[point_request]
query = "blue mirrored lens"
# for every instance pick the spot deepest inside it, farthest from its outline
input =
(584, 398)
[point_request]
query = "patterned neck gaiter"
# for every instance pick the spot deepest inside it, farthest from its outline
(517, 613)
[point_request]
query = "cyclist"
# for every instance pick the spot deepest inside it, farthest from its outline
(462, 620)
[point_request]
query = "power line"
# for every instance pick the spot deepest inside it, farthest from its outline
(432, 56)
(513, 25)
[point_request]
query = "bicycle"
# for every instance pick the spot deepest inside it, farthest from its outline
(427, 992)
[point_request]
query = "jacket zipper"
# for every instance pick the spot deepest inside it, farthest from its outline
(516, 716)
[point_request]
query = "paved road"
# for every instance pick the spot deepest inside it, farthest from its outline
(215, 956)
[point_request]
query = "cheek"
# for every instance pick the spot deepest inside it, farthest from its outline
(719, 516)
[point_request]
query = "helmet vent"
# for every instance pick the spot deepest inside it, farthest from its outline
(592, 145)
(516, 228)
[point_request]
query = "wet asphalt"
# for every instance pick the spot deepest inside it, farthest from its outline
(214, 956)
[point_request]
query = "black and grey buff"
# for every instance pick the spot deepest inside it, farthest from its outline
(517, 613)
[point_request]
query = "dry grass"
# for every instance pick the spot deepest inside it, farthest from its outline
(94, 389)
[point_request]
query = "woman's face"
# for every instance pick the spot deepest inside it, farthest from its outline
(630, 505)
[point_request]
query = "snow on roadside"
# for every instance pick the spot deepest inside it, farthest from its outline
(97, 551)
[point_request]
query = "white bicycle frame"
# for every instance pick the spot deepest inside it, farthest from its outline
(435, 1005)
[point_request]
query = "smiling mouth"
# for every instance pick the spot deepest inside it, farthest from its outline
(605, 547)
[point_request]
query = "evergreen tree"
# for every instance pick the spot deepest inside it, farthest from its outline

● ● ●

Report each line of the listing above that contains the word "bicycle".

query = "bicycle"
query = "white bicycle frame"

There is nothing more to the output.